Extract the lines of the items starting at the very first line and ending at the line that contains "positive clicks: (156, 3) (192, 47) (184, 45)", including that line, and reproduce them without any change.

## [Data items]
○ ○ ○
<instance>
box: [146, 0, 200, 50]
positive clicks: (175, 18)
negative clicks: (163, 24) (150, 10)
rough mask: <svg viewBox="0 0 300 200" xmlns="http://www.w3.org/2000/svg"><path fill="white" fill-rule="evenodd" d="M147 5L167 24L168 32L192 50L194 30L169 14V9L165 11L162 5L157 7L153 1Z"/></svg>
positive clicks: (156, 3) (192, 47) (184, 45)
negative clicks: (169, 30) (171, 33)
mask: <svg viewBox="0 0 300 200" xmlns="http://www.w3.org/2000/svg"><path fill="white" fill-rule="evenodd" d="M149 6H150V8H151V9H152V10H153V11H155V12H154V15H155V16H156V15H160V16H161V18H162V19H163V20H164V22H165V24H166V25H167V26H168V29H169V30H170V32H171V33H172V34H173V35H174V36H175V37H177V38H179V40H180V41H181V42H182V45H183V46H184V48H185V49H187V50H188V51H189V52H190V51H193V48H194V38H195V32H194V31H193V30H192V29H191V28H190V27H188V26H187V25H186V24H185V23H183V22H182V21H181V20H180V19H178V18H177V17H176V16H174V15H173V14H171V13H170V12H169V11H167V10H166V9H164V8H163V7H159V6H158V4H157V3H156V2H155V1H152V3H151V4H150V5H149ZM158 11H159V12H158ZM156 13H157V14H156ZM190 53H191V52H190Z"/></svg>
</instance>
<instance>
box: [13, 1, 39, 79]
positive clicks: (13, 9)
○ ○ ○
## [Response]
<instance>
box: [146, 0, 200, 50]
positive clicks: (175, 18)
negative clicks: (163, 24) (150, 10)
rough mask: <svg viewBox="0 0 300 200" xmlns="http://www.w3.org/2000/svg"><path fill="white" fill-rule="evenodd" d="M147 5L167 24L168 32L192 50L194 30L169 14V9L165 11L162 5L157 7L153 1Z"/></svg>
positive clicks: (156, 3) (192, 47) (184, 45)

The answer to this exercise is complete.